WHAT IS EXPECTED ->
Reproduce the material from the line containing "Trace the outline of every instance of the pile" to the line containing "Give the mask of the pile of bamboo baskets.", including both of those lines, and nothing else.

GIVEN DATA ->
_ _ _

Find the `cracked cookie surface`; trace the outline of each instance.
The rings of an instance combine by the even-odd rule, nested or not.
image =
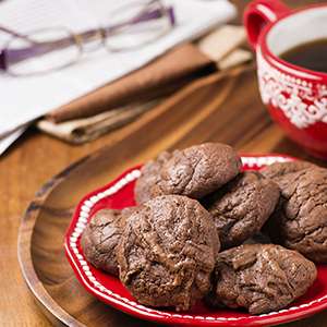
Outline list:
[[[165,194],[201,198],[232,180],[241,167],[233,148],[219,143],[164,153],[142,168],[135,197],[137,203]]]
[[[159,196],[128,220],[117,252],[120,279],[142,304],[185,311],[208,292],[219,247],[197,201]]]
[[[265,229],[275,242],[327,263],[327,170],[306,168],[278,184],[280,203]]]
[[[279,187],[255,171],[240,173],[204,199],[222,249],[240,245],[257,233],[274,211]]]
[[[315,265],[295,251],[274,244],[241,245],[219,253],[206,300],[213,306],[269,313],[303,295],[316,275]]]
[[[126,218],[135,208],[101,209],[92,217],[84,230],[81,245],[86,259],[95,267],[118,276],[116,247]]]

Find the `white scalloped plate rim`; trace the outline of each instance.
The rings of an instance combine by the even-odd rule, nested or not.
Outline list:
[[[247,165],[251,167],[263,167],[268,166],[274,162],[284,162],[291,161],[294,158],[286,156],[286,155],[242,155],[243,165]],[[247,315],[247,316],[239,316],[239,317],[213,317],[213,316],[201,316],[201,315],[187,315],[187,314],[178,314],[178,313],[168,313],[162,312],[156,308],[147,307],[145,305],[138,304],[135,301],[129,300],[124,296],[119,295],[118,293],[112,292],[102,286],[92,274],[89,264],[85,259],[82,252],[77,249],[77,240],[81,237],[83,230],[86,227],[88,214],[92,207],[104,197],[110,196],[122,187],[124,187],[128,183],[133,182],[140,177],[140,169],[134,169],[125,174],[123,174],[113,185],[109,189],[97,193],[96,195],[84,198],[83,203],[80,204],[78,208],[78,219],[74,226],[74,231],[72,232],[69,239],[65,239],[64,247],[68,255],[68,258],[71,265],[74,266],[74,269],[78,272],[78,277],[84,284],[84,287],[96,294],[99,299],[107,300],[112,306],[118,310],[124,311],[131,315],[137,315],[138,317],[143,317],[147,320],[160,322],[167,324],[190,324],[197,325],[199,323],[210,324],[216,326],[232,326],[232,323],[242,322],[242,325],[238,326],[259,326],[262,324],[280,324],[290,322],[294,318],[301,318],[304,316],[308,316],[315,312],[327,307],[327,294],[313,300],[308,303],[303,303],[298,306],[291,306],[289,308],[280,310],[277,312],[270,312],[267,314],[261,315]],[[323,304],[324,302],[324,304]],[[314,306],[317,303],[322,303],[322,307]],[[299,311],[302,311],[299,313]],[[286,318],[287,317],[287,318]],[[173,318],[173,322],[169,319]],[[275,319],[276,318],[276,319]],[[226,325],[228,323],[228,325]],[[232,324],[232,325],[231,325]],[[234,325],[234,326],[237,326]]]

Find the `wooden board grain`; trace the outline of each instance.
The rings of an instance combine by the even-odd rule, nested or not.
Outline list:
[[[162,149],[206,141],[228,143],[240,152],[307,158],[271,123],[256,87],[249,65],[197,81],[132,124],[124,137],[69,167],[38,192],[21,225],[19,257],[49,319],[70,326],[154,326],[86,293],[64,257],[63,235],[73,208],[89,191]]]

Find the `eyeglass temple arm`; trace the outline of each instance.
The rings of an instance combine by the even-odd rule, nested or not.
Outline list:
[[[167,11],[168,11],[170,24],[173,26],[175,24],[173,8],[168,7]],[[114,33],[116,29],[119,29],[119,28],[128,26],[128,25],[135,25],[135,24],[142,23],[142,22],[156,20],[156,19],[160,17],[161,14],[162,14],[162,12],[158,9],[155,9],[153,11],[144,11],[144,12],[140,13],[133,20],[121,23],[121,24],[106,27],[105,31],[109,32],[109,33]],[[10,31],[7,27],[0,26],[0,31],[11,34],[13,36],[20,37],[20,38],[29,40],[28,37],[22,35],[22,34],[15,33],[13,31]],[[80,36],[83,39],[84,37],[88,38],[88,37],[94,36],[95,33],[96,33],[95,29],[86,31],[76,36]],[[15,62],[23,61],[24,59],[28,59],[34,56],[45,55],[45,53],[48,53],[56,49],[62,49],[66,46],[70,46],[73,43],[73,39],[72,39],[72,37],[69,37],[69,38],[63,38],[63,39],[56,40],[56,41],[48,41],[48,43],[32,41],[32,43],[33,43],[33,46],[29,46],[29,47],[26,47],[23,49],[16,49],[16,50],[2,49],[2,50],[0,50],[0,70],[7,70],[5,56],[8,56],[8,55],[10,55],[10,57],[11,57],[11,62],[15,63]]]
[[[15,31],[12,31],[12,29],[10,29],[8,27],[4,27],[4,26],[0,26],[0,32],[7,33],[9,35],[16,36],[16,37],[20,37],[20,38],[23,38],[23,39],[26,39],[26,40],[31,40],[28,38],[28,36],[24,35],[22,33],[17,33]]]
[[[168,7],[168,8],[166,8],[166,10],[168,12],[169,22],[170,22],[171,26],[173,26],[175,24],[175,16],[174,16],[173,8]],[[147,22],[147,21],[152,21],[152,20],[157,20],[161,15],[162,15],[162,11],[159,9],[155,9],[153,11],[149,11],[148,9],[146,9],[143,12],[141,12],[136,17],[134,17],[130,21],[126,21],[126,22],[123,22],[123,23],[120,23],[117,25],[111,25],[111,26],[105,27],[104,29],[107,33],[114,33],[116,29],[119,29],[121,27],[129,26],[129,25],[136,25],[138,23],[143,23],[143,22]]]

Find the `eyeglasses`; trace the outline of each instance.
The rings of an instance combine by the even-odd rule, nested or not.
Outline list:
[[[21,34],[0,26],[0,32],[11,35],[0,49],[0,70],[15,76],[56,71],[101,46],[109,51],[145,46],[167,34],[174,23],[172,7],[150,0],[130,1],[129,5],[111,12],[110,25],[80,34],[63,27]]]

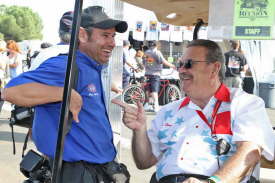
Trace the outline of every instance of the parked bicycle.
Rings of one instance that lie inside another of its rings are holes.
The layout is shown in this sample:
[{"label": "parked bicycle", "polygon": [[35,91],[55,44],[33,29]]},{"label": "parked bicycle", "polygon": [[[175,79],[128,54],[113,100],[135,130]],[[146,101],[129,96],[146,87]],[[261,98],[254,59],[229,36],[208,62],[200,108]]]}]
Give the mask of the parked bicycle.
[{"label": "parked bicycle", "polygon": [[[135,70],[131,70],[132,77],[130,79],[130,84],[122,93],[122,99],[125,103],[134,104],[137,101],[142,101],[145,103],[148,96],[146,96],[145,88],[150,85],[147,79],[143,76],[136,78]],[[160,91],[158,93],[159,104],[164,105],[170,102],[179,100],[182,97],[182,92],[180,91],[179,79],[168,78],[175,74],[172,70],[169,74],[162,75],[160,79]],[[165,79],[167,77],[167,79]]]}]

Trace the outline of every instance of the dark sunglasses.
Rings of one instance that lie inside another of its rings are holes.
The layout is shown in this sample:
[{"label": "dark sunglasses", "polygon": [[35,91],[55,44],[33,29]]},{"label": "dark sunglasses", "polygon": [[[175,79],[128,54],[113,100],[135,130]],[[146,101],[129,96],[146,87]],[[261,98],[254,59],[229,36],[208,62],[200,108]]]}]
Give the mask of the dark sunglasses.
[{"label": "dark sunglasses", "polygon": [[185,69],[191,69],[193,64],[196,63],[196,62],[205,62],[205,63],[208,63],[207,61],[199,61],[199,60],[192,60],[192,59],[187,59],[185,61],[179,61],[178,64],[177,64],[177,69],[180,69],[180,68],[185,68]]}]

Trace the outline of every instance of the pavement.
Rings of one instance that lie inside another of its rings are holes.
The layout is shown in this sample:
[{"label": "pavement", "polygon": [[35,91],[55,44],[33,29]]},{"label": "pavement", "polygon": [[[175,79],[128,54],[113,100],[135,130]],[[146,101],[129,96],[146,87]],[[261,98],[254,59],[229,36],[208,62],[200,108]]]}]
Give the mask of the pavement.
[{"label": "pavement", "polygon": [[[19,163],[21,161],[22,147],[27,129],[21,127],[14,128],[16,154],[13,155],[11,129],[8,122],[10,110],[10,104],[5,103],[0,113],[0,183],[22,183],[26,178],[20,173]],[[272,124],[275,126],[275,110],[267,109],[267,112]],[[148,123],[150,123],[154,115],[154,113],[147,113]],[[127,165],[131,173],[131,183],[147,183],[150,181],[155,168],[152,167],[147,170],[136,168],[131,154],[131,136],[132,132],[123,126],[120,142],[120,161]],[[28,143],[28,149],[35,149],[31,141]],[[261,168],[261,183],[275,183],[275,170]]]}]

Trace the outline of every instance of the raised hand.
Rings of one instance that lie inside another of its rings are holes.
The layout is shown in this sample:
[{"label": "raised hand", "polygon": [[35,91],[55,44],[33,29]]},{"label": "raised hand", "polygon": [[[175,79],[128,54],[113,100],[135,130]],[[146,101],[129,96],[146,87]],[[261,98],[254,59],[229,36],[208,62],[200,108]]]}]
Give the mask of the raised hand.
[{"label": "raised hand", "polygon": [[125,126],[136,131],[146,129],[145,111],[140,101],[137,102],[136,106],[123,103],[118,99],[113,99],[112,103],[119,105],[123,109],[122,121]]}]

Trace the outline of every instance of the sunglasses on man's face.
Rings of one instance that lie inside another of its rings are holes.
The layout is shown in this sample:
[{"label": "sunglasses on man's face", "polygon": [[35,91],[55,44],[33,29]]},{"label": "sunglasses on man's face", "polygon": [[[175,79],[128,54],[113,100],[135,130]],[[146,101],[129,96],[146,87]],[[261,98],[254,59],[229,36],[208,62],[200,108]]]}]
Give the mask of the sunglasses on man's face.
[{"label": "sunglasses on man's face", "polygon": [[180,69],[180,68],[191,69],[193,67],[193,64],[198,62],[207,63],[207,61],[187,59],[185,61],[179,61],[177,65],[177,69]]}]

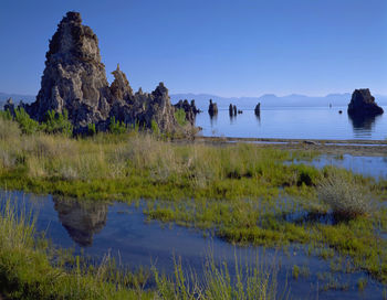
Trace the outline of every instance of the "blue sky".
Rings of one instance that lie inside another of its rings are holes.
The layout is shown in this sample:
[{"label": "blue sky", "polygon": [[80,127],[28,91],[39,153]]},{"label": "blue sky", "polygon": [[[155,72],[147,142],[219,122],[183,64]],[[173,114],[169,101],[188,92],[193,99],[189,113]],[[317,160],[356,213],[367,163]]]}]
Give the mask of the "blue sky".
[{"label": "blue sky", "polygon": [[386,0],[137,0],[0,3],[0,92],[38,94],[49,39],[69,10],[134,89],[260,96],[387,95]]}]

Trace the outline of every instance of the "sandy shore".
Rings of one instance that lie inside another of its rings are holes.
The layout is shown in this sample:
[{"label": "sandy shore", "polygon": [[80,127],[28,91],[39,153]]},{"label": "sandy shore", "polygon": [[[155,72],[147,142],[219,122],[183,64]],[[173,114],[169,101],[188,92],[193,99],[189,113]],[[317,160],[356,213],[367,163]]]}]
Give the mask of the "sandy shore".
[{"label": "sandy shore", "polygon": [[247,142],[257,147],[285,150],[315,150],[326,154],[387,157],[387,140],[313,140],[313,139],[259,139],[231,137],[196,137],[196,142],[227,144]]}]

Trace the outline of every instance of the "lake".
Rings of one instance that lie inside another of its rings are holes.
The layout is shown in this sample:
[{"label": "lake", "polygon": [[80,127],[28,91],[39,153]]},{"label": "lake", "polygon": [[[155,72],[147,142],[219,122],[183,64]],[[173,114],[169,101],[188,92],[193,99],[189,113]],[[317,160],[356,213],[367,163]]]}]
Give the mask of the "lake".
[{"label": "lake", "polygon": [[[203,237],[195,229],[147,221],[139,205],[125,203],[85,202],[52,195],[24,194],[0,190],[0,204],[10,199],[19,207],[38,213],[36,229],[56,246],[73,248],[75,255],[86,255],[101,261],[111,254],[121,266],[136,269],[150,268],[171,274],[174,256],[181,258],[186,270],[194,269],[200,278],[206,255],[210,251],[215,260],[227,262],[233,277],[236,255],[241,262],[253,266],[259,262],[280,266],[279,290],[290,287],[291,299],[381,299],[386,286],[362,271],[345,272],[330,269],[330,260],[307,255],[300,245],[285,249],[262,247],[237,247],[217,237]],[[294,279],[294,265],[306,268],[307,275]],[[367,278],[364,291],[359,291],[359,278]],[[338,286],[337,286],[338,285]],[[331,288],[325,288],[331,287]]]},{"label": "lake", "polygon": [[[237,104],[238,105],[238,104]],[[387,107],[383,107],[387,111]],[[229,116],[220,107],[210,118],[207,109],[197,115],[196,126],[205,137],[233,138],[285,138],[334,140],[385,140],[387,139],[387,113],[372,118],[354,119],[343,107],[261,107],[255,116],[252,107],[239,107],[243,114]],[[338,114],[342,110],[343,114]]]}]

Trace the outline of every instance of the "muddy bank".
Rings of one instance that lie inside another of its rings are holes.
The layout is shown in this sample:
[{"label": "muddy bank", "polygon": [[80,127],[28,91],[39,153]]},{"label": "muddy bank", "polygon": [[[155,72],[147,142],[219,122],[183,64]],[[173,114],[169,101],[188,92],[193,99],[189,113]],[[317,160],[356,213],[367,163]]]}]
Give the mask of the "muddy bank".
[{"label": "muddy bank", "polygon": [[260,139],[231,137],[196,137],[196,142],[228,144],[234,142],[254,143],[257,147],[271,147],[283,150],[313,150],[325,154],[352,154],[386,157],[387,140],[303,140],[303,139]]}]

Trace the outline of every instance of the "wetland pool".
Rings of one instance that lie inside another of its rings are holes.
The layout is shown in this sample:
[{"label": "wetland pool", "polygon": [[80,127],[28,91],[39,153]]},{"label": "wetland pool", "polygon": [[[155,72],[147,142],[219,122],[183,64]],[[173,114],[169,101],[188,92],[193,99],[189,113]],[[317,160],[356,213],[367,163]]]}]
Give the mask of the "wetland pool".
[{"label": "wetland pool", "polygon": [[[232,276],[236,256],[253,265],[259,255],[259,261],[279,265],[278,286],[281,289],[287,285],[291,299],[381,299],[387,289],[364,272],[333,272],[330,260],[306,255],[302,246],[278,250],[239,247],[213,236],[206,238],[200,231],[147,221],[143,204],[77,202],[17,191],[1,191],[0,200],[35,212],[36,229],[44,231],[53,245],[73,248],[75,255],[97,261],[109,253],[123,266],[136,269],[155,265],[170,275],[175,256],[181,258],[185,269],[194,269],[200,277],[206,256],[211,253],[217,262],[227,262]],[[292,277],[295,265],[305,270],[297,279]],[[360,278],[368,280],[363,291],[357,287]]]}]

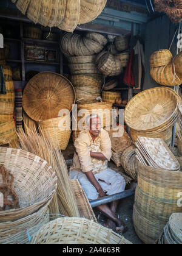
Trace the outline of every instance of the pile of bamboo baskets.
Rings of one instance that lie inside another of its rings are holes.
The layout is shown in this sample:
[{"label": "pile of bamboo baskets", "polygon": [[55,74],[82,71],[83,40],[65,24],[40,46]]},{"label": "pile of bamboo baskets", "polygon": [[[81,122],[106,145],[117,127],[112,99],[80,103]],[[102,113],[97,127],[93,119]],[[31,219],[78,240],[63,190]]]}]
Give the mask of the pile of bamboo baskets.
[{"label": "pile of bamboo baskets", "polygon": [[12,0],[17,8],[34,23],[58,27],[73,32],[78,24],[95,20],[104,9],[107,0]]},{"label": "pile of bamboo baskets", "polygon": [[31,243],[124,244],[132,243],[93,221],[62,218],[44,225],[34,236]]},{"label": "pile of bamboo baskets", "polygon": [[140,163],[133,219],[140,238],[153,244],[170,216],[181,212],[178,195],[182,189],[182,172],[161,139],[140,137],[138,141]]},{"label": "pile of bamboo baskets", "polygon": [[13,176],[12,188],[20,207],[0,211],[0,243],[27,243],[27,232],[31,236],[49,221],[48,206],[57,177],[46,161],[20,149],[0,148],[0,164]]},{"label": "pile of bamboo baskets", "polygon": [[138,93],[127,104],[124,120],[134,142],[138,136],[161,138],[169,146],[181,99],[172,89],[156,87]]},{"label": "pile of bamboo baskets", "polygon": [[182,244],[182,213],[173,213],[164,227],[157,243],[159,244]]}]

_ _ _

TASK SOLUTION ->
Trace the outline of every instance of the pile of bamboo baskets.
Rings of one instance that lie inside another of its rings are holes.
The layout is shown in this sample:
[{"label": "pile of bamboo baskets", "polygon": [[55,74],[82,71],[83,40],[65,24],[40,46]]},{"label": "pile of bamboo baskets", "polygon": [[[81,122],[106,145],[117,127],[112,99],[80,103]],[[102,113],[97,127],[93,119]],[[31,219],[78,240],[63,190]]]}]
Give the mask of the pile of bamboo baskets.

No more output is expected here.